## Task description
Resume the personal accounts of World of Warcraft addiction, writing on from their last sentence.

## Reading text
┌──

WoW addiction is a painful thing, of this I am certain. Though its roots lie more in the individual personality of the addict than in the tendency of the game to lure players.
I found myself one night back from high school bored and as usual without any activity to amuse myself, and so i turned to a game that had only since been hinted by old friends at jr high, as "wow".
Seeing as i had so little interests in my life to occupy myself, i dived in, and the first high of excitement had me hooked.
It struck a chord with me, as i had been previously addicted to other MMORPG's and found them all unnappealing but powerfully luring.
My social life, or lack thereof, is in part to blame, seeing as what few relationships i did find broke down or had very little meaning to them. A steady downward spiral helped on by the promise of virtual reality ensued.
Many of you I'm sure had become aware, that after a significant span of time had passed, you found yourselves envying the person on the screen rather than the one in the mirror.
The promise of endless occupation was too good to resist, and so did i fall prey to my need for self gratification.
To my initial point, I am now leaving the game, hopefully for good, having found no more enjoyment is bartering time for Purple Pixels.
I'm left with the hefty task of assigning meaning to a now mostly empty life, and with every passing moment my will is tested to avoid a relapse. The game itself is uninstalled and so has its replacement, Starcraft II, which had become a fallback addiction.
So many things in life can be taken to heinous extremes if we find ourselves lacking balance. I hope this can serve as some sort of catharsis for those trying to find the power to speak on their own behalf. You are not alone.
Ok i shared my story with you all some time ago, (and the vid section thanks admin) and sypathise with the stories i have just read greatly. But deleting your characters is really important to stop playing. I relapsed and spent many more weeks because i didnt do that first time I decided to quit. Ive now done the following:
*Take photo of all the disks
*Snap them to pieces
*take more photos
*Email blizzard to please delete account. (There is no functionality on the website to do this - awaiting reply)
*Post images in forums to cause discussion.
If you do this, just remember to delete your characters first, you could get some great youtube hits if you record it. I should have done that.
I didnt delete characters before uninstalling, i should of filmed myself deleting them before uninstalling. The reply from blizzard will be posted here when i recieve it.
Thanks, see you again. Good Luck all
I finally quit wow after 4+ years playing back in May 2010. It's been 10 months. I quit the cold turkey route. Told my wife it was for good, canceled my account, handed over the reins of my raid guild to whom I thought would keep it going for those that stuck with the game.
I was neglecting my family, wife and 2 young children. I would play whenever I could get away with it; when I told my wife I was going to play, and many times when I told her I wasn't. This included lying to her about playing nearly every day. It's a great way to destroy a marriage, and I'm lucky I was able to salvage mine.

└──

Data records
┌──

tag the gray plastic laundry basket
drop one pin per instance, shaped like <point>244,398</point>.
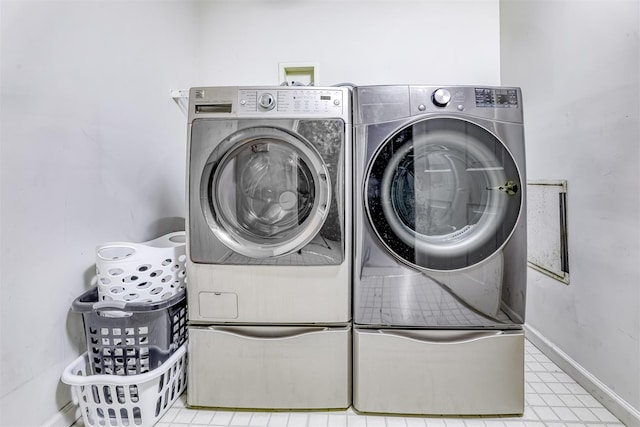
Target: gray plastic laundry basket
<point>131,338</point>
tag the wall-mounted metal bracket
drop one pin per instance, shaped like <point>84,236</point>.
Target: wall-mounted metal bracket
<point>548,244</point>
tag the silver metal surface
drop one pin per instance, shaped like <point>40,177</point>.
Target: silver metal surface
<point>486,284</point>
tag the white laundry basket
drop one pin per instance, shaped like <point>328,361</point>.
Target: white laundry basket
<point>141,272</point>
<point>135,400</point>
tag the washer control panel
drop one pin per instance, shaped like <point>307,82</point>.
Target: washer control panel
<point>304,100</point>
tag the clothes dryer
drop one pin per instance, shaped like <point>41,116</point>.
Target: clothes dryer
<point>269,244</point>
<point>440,250</point>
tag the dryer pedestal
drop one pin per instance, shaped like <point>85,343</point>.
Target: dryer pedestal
<point>438,372</point>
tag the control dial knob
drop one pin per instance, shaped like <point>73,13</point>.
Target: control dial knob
<point>441,97</point>
<point>267,101</point>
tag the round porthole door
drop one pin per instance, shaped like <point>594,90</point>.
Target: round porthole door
<point>265,192</point>
<point>443,194</point>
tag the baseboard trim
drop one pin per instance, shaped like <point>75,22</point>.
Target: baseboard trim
<point>65,417</point>
<point>607,397</point>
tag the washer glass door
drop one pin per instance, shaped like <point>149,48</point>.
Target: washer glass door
<point>443,194</point>
<point>268,192</point>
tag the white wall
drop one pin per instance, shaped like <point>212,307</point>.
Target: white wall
<point>578,65</point>
<point>356,41</point>
<point>92,150</point>
<point>92,146</point>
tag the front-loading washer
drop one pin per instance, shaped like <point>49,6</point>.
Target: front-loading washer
<point>440,250</point>
<point>268,247</point>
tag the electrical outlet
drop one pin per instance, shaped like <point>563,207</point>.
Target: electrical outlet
<point>298,73</point>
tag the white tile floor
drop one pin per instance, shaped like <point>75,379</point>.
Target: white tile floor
<point>552,399</point>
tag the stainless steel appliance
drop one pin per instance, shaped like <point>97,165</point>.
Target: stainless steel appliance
<point>440,250</point>
<point>269,242</point>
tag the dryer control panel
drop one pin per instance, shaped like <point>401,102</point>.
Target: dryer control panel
<point>304,100</point>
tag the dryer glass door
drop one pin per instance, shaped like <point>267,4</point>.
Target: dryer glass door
<point>443,194</point>
<point>268,192</point>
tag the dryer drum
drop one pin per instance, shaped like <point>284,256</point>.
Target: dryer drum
<point>435,198</point>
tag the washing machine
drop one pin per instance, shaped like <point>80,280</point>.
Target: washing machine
<point>269,241</point>
<point>440,250</point>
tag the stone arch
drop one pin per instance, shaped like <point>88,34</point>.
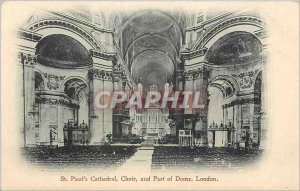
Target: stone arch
<point>44,27</point>
<point>62,86</point>
<point>39,81</point>
<point>243,23</point>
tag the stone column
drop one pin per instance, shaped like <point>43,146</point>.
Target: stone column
<point>27,63</point>
<point>100,119</point>
<point>201,84</point>
<point>237,121</point>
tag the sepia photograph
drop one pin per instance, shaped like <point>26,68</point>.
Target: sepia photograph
<point>133,96</point>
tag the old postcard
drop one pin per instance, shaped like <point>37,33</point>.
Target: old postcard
<point>160,95</point>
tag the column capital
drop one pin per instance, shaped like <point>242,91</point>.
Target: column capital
<point>100,74</point>
<point>197,73</point>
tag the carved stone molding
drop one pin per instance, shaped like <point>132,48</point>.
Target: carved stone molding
<point>100,74</point>
<point>246,79</point>
<point>198,73</point>
<point>102,55</point>
<point>31,36</point>
<point>68,25</point>
<point>242,102</point>
<point>187,54</point>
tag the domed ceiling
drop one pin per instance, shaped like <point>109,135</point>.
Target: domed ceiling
<point>62,51</point>
<point>150,43</point>
<point>234,48</point>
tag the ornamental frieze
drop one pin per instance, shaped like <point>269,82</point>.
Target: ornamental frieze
<point>63,102</point>
<point>53,81</point>
<point>246,79</point>
<point>100,74</point>
<point>242,102</point>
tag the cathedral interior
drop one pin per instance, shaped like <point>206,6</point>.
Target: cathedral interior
<point>68,57</point>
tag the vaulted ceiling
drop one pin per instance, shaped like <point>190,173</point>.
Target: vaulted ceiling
<point>150,42</point>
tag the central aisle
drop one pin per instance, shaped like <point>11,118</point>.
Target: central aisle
<point>142,160</point>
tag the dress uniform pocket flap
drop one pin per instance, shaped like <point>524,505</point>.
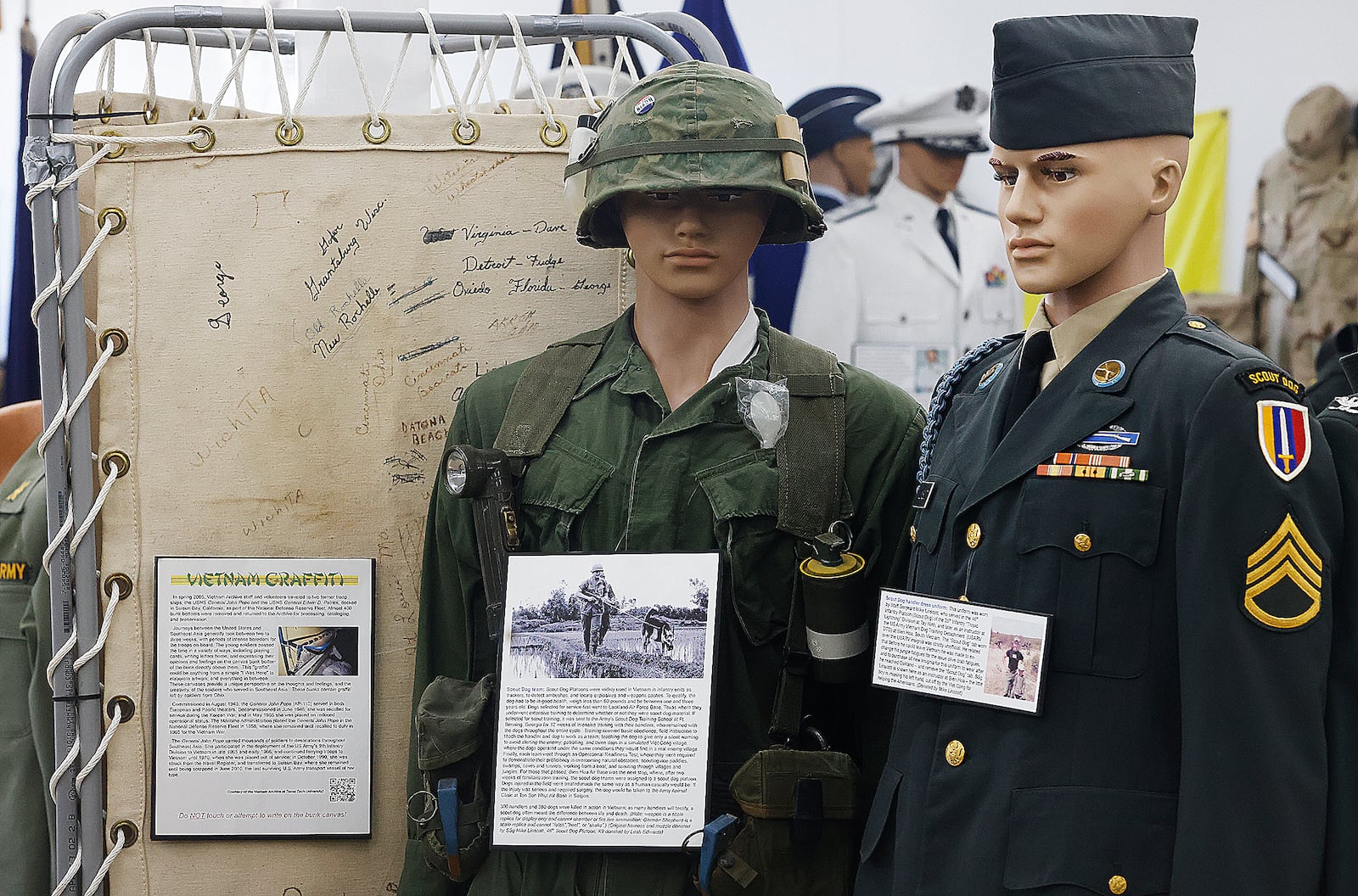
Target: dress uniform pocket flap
<point>934,495</point>
<point>744,486</point>
<point>1099,839</point>
<point>565,477</point>
<point>1091,518</point>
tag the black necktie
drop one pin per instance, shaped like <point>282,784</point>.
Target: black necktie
<point>944,223</point>
<point>1036,352</point>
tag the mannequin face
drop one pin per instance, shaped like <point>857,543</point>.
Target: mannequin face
<point>694,244</point>
<point>1088,214</point>
<point>928,171</point>
<point>856,160</point>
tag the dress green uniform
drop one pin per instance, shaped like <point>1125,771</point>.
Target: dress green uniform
<point>26,739</point>
<point>1341,424</point>
<point>1171,504</point>
<point>624,472</point>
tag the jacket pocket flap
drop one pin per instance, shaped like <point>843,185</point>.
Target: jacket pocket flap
<point>1088,837</point>
<point>928,527</point>
<point>565,477</point>
<point>1088,518</point>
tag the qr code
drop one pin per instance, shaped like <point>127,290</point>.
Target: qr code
<point>341,789</point>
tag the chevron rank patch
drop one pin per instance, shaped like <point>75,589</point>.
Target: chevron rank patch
<point>1285,438</point>
<point>1282,580</point>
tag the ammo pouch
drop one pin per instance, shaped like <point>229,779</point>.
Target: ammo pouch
<point>452,740</point>
<point>799,834</point>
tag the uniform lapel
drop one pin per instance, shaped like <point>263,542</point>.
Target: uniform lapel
<point>1072,406</point>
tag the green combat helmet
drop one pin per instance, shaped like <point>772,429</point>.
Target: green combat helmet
<point>694,126</point>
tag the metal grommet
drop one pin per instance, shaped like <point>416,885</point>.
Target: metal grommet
<point>474,128</point>
<point>120,149</point>
<point>122,219</point>
<point>121,706</point>
<point>289,136</point>
<point>561,133</point>
<point>119,458</point>
<point>117,337</point>
<point>386,131</point>
<point>200,131</point>
<point>121,580</point>
<point>128,830</point>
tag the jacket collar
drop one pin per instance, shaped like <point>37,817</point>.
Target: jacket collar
<point>1073,406</point>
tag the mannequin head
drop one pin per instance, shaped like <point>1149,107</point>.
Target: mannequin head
<point>694,244</point>
<point>1088,219</point>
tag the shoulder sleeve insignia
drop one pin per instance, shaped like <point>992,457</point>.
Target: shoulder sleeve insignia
<point>1285,438</point>
<point>1282,580</point>
<point>1269,378</point>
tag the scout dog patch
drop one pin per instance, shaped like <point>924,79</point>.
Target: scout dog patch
<point>1282,580</point>
<point>1283,438</point>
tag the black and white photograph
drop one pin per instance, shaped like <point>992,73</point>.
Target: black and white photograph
<point>609,617</point>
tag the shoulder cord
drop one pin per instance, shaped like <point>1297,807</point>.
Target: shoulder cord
<point>943,398</point>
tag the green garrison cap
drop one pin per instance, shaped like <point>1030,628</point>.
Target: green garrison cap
<point>1072,79</point>
<point>694,126</point>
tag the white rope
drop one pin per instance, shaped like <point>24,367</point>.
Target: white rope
<point>311,74</point>
<point>104,869</point>
<point>357,63</point>
<point>441,60</point>
<point>526,63</point>
<point>196,67</point>
<point>235,74</point>
<point>278,68</point>
<point>153,49</point>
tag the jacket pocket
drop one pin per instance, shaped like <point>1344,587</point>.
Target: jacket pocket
<point>1092,543</point>
<point>1086,837</point>
<point>760,558</point>
<point>556,490</point>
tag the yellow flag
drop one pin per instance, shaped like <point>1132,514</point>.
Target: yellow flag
<point>1195,224</point>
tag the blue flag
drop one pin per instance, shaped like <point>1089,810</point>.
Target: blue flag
<point>713,14</point>
<point>20,370</point>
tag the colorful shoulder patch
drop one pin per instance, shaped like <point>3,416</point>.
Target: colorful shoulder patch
<point>1269,378</point>
<point>1285,438</point>
<point>1282,580</point>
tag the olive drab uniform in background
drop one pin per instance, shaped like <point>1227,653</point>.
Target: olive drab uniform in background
<point>1171,504</point>
<point>622,470</point>
<point>26,737</point>
<point>1305,216</point>
<point>1341,425</point>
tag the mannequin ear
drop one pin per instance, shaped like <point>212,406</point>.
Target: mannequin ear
<point>1167,178</point>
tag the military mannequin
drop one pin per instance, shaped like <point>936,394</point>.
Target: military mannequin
<point>841,162</point>
<point>651,452</point>
<point>1341,424</point>
<point>902,285</point>
<point>1152,485</point>
<point>1305,217</point>
<point>26,736</point>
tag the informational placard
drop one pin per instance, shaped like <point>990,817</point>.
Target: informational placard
<point>604,701</point>
<point>264,697</point>
<point>961,651</point>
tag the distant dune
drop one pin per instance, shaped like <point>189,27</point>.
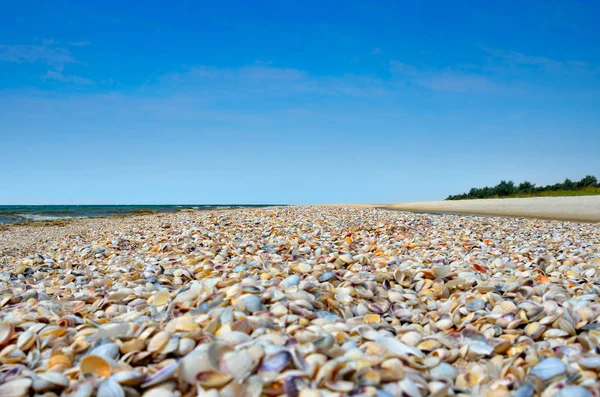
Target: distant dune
<point>580,208</point>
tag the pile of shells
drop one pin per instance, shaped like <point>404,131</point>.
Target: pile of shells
<point>306,301</point>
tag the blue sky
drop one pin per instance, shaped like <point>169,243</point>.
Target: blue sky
<point>293,101</point>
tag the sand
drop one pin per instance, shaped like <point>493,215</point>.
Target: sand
<point>580,208</point>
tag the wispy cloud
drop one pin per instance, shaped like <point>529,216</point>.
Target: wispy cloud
<point>264,78</point>
<point>54,56</point>
<point>517,59</point>
<point>58,76</point>
<point>450,80</point>
<point>79,43</point>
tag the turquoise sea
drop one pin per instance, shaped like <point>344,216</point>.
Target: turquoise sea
<point>29,213</point>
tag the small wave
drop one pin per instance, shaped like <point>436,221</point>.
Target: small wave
<point>37,217</point>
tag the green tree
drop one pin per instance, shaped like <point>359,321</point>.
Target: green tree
<point>588,181</point>
<point>526,187</point>
<point>568,185</point>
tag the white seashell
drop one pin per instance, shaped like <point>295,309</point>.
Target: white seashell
<point>443,371</point>
<point>397,348</point>
<point>109,388</point>
<point>549,368</point>
<point>16,388</point>
<point>573,391</point>
<point>590,363</point>
<point>47,381</point>
<point>107,350</point>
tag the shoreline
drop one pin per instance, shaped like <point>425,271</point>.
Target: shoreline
<point>568,208</point>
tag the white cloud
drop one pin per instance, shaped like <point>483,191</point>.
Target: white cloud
<point>35,53</point>
<point>54,75</point>
<point>79,43</point>
<point>449,80</point>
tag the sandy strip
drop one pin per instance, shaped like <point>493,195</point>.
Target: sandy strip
<point>580,208</point>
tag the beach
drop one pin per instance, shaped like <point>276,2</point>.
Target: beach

└──

## Response
To keep myself distracted, I decided to focus myself on getting in shape. I wasn't in terrible shape, probably 15-20 lbs overweight, but I wasn't exercising at all. I started running, and eventually decided that I liked it so much I gave myself a goal to run a 1/2 marathon. My first race is this weekend, and I couldn't be more excited. I've gone from not being able to run a full mile, to now hoping to complete the 1/2 mara in under 2 hours.
Think about that...not able to run a mile. That's what WoW can do to you. Not to mention destroy important relationships in your life. If you're abandoning exercise and your friends/family to play this game, then you need to really think about getting away from it before it destroys you in more ways than one.
I've been looking for a way to contact the site owners because our stories are so similar. So much in fact that we both created websites about similar themes. This website focuses on helping the individual on the path of recovery while mine satires the WoW experience (hence www.worldofwowcrack.com). If the site owner sees this, please contact me through the website.
My addiction story goes far beyond the norm for Wowaholics and it's a miracle to be able to tell you parts of this story today. Shrinking from 6'4" 210 all muscle athlete and scholar at UCLA to a 6'4" wowaholic weighing in at 150 lbs., malnourished, and obsessed with raiding on anything and everything with the most "hard-core" guilds in North America.
To reduce the amount of time required to eat, take in fluid, and use the bathroom, the best system to accomplish the most efficient means of sustaining life while playing WoW consisted of drinking only enough fluid to survive but not necessitate a bathroom trip, eat only enough food for nourishment but not enough to require time away from the PC at bad moments (any moment away from wow was a bad moment), and of course, raid with an empty plastic bottle by my side to eliminate the need to afk.
That's just the tip of the iceberg.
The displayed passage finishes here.